**Pokazany fragment:**
Jak rozpoznać oryginalne figurki Labubu?

Jak podaje serwis kickszone.pl, w przypadku figurek Labubu mamy do czynienia z szeregiem cech, które pozwalają na jednoznaczne rozpoznanie, czy mamy do czynienia z oryginałem. Oto najważniejsze elementy, na które bezwzględnie należy zwrócić uwagę:

  • Opakowanie: Oryginalne figurki Labubu są sprzedawane w eleganckich opakowaniach, które zawierają logo producenta oraz dokładne informacje na temat produktu. Pudełko ma wysoką jakość wykonania, a sama figurka znajduje się w odpowiednich materiałach ochronnych, które zapewniają jej bezpieczeństwo w transporcie. W podróbkach opakowanie może być słabej jakości, a logo może być źle nadrukowane.

**Treść zadania:**
Proszę powtórzyć dosłownie część powyższego tekstu o figurkach Labubu, od słów „Jak podaje serwis” aż do słów „być źle nadrukowane.” włącznie.

**Zebrane dane:**
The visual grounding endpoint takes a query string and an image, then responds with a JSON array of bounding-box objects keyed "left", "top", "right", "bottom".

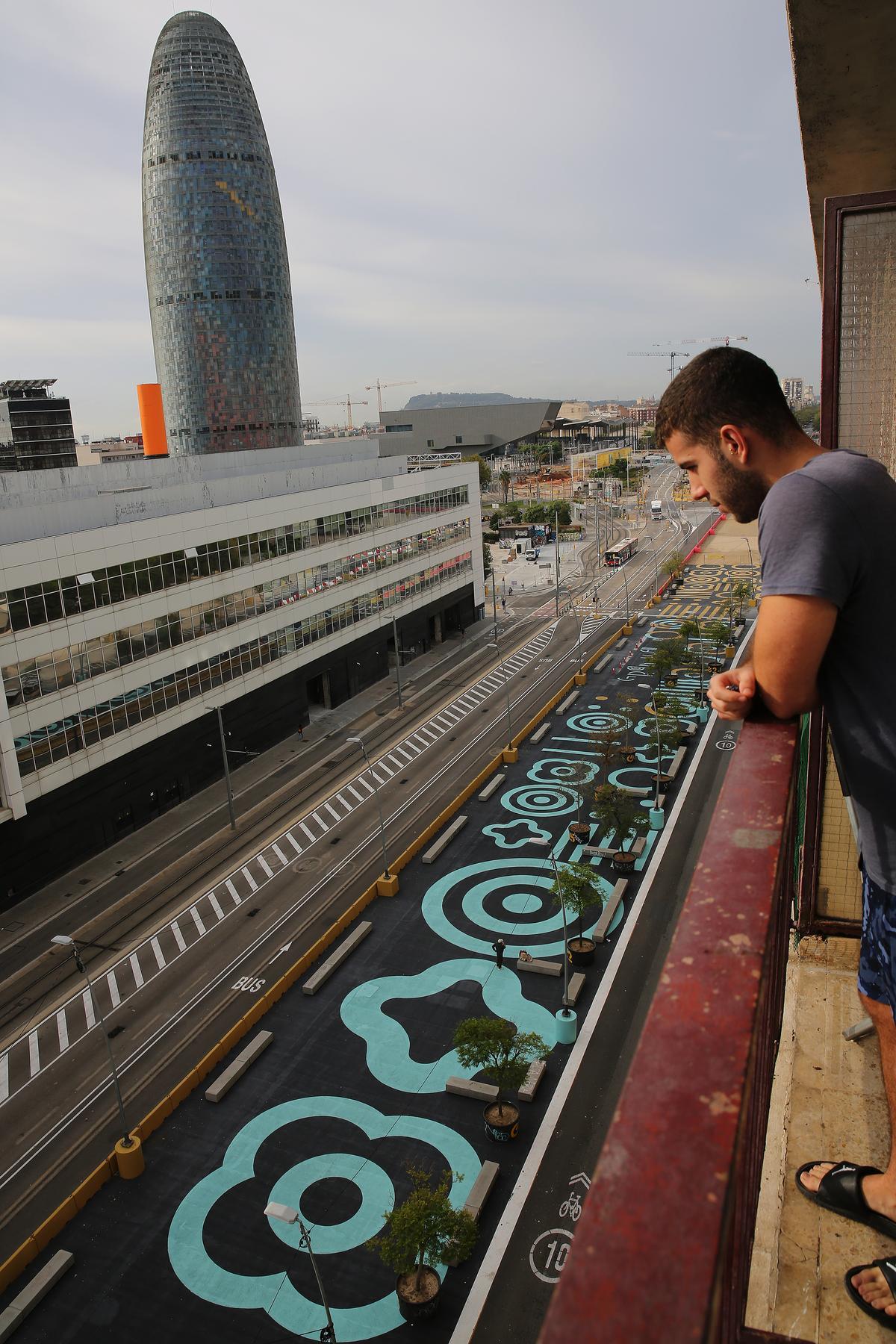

**Wynik zadania:**
Jak podaje serwis kickszone.pl, w przypadku figurek Labubu mamy do czynienia z szeregiem cech, które pozwalają na jednoznaczne rozpoznanie, czy mamy do czynienia z oryginałem. Oto najważniejsze elementy, na które bezwzględnie należy zwrócić uwagę:

  • Opakowanie: Oryginalne figurki Labubu są sprzedawane w eleganckich opakowaniach, które zawierają logo producenta oraz dokładne informacje na temat produktu. Pudełko ma wysoką jakość wykonania, a sama figurka znajduje się w odpowiednich materiałach ochronnych, które zapewniają jej bezpieczeństwo w transporcie. W podróbkach opakowanie może być słabej jakości, a logo może być źle nadrukowane.